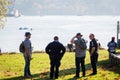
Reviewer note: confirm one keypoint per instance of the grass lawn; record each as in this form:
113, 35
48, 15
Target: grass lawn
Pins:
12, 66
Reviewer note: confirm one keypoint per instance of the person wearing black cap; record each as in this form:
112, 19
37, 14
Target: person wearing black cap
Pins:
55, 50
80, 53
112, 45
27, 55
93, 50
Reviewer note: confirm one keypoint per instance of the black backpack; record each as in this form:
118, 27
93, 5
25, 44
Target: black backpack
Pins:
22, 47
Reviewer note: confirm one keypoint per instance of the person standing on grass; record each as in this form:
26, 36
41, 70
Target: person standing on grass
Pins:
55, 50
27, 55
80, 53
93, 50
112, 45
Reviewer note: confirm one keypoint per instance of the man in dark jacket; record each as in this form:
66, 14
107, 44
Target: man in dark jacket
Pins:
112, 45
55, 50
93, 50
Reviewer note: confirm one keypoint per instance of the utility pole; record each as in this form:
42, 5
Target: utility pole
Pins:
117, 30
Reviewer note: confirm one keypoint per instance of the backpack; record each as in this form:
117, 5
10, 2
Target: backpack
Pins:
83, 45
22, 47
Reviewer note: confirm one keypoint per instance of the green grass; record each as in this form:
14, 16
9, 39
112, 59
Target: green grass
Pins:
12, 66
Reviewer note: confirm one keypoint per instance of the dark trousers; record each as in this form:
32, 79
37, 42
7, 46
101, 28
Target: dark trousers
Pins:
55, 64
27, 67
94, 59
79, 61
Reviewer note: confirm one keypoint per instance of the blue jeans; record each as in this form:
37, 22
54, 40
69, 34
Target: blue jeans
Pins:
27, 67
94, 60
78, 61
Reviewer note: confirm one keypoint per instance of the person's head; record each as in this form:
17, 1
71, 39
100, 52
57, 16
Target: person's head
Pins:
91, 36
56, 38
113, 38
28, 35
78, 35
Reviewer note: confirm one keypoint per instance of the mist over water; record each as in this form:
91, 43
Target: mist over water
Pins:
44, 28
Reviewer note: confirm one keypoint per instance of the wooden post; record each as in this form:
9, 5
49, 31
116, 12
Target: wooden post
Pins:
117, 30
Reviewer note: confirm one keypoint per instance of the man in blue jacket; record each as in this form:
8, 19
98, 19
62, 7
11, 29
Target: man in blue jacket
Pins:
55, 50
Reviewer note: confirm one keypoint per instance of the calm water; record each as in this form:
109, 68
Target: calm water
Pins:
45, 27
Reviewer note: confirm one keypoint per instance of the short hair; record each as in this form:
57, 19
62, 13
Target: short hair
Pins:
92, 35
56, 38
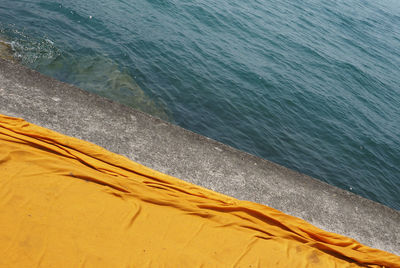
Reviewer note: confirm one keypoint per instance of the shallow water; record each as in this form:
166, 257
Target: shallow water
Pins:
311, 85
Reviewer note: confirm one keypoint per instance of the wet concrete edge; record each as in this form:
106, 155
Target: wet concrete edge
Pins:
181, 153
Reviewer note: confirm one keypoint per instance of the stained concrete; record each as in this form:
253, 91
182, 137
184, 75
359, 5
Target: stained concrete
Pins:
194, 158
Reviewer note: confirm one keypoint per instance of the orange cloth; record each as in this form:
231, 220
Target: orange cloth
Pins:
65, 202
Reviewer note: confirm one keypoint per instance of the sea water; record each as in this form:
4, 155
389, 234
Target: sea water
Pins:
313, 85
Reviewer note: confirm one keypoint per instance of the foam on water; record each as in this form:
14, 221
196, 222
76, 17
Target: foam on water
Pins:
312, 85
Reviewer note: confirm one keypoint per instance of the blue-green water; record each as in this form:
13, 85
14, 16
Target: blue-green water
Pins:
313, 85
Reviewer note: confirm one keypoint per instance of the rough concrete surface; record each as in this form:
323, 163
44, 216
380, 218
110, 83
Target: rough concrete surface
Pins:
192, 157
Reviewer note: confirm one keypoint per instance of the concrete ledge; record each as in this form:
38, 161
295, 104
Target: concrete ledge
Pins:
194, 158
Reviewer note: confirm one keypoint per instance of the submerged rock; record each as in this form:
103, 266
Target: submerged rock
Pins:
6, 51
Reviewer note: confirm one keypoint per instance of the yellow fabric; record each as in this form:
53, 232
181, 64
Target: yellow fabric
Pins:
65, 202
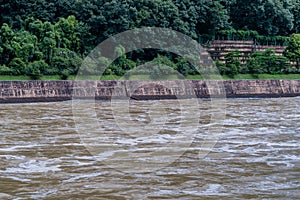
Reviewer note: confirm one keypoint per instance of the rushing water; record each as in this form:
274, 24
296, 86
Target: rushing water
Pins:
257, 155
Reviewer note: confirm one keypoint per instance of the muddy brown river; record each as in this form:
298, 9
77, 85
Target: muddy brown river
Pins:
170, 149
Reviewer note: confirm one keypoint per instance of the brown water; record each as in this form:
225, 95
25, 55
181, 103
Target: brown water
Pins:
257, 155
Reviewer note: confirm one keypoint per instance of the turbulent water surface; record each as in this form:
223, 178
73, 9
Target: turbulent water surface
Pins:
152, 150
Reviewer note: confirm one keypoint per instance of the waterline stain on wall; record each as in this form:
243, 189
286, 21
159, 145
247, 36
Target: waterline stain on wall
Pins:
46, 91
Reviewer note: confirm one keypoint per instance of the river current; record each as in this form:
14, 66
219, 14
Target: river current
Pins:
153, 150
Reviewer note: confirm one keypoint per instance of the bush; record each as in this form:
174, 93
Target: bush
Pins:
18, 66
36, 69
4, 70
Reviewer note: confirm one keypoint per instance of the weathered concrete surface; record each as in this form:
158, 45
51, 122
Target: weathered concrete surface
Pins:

☆ ☆ ☆ ☆ ☆ ☆ ☆

> [Do this]
Leave out all pictures, then copy the remaining material exactly.

> [Exercise solution]
Reviewer note: confirm one keypoint per instance of the grass lawn; record each as in this form:
113, 35
48, 15
Target: grass lawn
Pins:
12, 66
Reviewer note: confirm one keypoint per instance of the person wearing black cap; record each as in this form:
112, 19
37, 14
Target: person wearing black cap
Pins:
55, 50
80, 53
112, 45
27, 55
93, 50
Reviewer note: confirm one keypoint per instance of the black backpack; record each as in this form:
118, 27
93, 5
25, 44
Target: black backpack
Pins:
22, 47
Reviewer note: confirm one keypoint per instance of the person standing on grass; record each as in this form:
26, 36
41, 70
Target: person standing on grass
Pins:
55, 50
27, 55
80, 53
93, 50
112, 45
Reviewer note: confirm one keypoint per instance of the man in dark jacket; record each as in this form:
66, 14
107, 44
Target: man in dark jacket
Pins:
112, 45
55, 50
93, 50
Reviewer note: confirm one keypoint per instance of the utility pole; record each as in this form:
42, 5
Target: utility pole
Pins:
117, 30
Reviewer note: confirm one keypoint per instance of the backpack; record each as in this form:
117, 5
10, 2
Target: backpack
Pins:
83, 45
22, 47
Reviewer note: confirm one keypoint per instance of the green grass; record each as in this form:
14, 16
9, 39
112, 59
Target: green grass
Pins:
12, 66
Reviewer note: confirm one keypoint per instance of the dark trousers; record each as in this form:
32, 79
37, 42
7, 46
101, 28
Target: dark trousers
Pins:
55, 64
27, 67
94, 59
79, 61
Reviewer note: confirm one keypoint per instance of the blue jeans; record each as in this form:
37, 22
54, 40
69, 34
Target: blue jeans
Pins:
27, 67
94, 60
78, 61
Reviewer note: confirm one keypoint per instance of the person's head; record each as in this form:
17, 1
71, 39
100, 52
57, 16
Target: person's head
Pins:
91, 36
56, 38
113, 38
28, 35
78, 35
Reviewer note: confirm one keypoint per instance of the mist over water; record each as in this form:
91, 43
Target: mist over water
Pins:
44, 28
Reviewer note: confirm one keypoint per instance of the wooden post; record each as in this form:
9, 5
49, 31
116, 12
Target: wooden post
Pins:
117, 30
Reviewer note: confirm one keypoint per instance of the man in blue jacket; record each as in this form:
8, 19
98, 19
62, 7
11, 29
Target: man in blue jacket
Pins:
55, 50
Reviewer note: confirm one keypoint per instance of the calm water; record each as in this form:
109, 68
Target: calm water
Pins:
45, 27
Reviewer note: confirm one keypoint per instance of the short hair; record each as in this form:
57, 19
62, 13
Target: short hair
Pins:
92, 35
56, 38
Reviewer note: confirm one keypoint per instance of the shallow water; record each as in this form:
166, 257
Target: shallow water
Pins:
311, 85
Reviewer note: confirm one keypoint per instance of the wet concrete edge; record each as in this form:
106, 155
Target: wet concrete edge
Pins:
181, 153
Reviewer note: confirm one keypoint per instance of the stained concrete; record each as in this form:
253, 91
182, 137
184, 75
359, 5
Target: stained concrete
Pins:
194, 158
Reviewer note: confirm one keypoint per instance of the orange cloth; record each as in this form:
231, 220
Target: orange cloth
Pins:
65, 202
Reviewer note: confirm one keypoint per instance of the sea water; record each as in this form:
4, 155
389, 234
Target: sea water
Pins:
313, 85
Reviewer note: confirm one keypoint per instance of the foam on water; record each as in this form:
14, 221
196, 222
76, 17
Target: foam on water
Pins:
312, 85
Reviewer note: confirm one keypoint per instance of the blue-green water; record each as in this form:
13, 85
14, 16
Target: blue-green water
Pins:
313, 85
Reviewer note: confirm one keypoint per instance of the rough concrete surface; record each as in this form:
323, 163
44, 216
380, 218
110, 83
Target: rough concrete surface
Pins:
192, 157
Reviewer note: confirm one keypoint per instance of the concrete ledge; record each as in this form:
38, 161
295, 104
Target: concrete ledge
Pins:
194, 158
Reviewer note: confirm one keypoint per instance of the submerged rock; record each as in this form:
103, 266
Target: submerged rock
Pins:
6, 51
Reviewer note: confirm one keypoint per instance of the yellow fabric; record each as in this form:
53, 232
181, 64
Target: yellow fabric
Pins:
65, 202
Reviewer note: confirm one keypoint per instance of the rushing water; record each as in this form:
274, 24
296, 86
Target: rushing water
Pins:
257, 155
Reviewer note: confirm one keypoint per instance of the muddy brown river; record each as in this form:
298, 9
77, 85
Target: muddy brown river
Pins:
170, 149
Reviewer note: confirm one keypoint per instance of the brown water; record each as in this form:
225, 95
25, 55
181, 103
Target: brown water
Pins:
257, 155
Reviewer note: confirm one keypoint per instance of the turbulent water surface; record each as in this form:
223, 178
73, 9
Target: turbulent water surface
Pins:
152, 150
Reviewer note: confirm one keypoint per instance of the waterline stain on wall; record each as in this form:
243, 189
286, 21
159, 145
247, 36
Target: waterline stain on wall
Pins:
46, 91
Reviewer note: confirm one keypoint per instance of the river current; record each as in this form:
14, 66
219, 14
Target: river current
Pins:
153, 150
Reviewer note: confirm one keypoint per instance of the bush; record each as in this form:
174, 93
Target: bush
Pins:
18, 66
36, 69
4, 70
Reviewer note: confirm one keypoint per instance of the weathered concrete surface; record each as in this form:
158, 45
51, 122
Target: weathered concrete surface
Pins:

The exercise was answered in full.